Written task: Turn the stretch of lines below, from the line containing "Check that one keypoint sits on every instance of the turquoise" through the line containing "(1108, 239)", into a numbered list, skipping any blank lines. Include both end lines and nothing outside that stretch.

Records for the exercise:
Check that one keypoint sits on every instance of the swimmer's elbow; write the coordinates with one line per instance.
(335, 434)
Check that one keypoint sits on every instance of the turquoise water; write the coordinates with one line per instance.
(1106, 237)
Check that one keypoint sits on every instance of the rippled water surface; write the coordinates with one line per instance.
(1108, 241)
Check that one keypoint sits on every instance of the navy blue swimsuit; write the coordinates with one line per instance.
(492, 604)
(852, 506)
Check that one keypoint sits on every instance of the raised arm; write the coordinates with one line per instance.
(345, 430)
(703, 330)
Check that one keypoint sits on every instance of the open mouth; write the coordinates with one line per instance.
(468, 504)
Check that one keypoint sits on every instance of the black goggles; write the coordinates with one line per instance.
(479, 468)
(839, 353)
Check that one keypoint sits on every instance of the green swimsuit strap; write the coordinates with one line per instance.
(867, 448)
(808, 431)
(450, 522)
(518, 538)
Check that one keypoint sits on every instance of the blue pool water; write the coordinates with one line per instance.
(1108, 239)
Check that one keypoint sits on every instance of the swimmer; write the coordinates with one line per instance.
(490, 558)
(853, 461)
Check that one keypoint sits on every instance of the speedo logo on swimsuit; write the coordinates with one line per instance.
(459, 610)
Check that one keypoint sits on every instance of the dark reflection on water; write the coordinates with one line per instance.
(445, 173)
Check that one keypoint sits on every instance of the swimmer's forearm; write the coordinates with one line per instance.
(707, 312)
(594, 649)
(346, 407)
...
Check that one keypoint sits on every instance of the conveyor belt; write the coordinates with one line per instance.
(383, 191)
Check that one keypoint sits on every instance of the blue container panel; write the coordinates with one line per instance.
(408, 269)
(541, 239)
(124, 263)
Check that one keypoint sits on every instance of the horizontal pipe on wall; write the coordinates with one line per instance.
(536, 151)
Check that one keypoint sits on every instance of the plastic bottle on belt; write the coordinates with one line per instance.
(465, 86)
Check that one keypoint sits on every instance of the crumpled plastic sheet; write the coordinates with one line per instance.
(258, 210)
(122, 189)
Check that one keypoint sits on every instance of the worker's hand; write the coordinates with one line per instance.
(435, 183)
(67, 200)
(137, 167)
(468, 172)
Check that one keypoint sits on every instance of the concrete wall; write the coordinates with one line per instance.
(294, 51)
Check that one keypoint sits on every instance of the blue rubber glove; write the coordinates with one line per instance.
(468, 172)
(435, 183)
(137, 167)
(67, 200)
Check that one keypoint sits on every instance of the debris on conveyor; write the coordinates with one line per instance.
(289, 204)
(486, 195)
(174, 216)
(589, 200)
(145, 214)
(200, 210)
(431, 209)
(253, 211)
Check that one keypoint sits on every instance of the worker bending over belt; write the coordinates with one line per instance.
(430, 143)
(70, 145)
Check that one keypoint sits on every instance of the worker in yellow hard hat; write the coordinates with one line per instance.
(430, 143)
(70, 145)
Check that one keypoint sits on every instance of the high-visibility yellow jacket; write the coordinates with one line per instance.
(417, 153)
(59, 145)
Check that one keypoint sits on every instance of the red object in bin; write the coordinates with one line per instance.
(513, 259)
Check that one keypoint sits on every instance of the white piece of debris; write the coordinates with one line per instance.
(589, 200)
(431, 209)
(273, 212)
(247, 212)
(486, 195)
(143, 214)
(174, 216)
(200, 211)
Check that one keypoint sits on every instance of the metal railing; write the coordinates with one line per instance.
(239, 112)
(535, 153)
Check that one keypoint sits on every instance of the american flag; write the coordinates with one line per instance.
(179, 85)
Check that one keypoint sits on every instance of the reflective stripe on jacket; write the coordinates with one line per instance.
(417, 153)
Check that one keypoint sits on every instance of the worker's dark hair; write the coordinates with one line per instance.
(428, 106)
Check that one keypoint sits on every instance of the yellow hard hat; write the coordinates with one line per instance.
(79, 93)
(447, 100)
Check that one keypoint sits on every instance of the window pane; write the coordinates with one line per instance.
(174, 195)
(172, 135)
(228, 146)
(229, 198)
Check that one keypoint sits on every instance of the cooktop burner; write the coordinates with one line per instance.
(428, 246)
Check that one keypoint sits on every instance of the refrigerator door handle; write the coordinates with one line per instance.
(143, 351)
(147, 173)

In response:
1. Check that one keypoint sits on every instance of the turquoise water; write the coordinates with one line per instance.
2. (1106, 237)
3. Check that one keypoint sits on every instance of the rippled water surface; write the coordinates with one line per instance.
4. (1108, 241)
5. Check that one keypoint sits on every instance of the navy blue swimsuit; write the coordinates with one line per instance.
6. (492, 604)
7. (852, 506)
8. Check that one keypoint sits on every instance of the raised arm; write the coordinates with one line per instance.
9. (345, 430)
10. (703, 330)
11. Check that one keypoint sits on every instance of the open mouth; write the coordinates with one line per instance.
12. (468, 504)
13. Check that one keypoint sits on every instance of the black goggles; write the coordinates with one line per instance.
14. (479, 468)
15. (839, 353)
16. Check that one keypoint sits on every instance of the green swimsuit strap; write the coordinates with one line per instance.
17. (867, 448)
18. (808, 431)
19. (450, 522)
20. (518, 538)
21. Check that one keypoint sits on every instance of the blue pool water; write the coordinates with one line per instance.
22. (1108, 239)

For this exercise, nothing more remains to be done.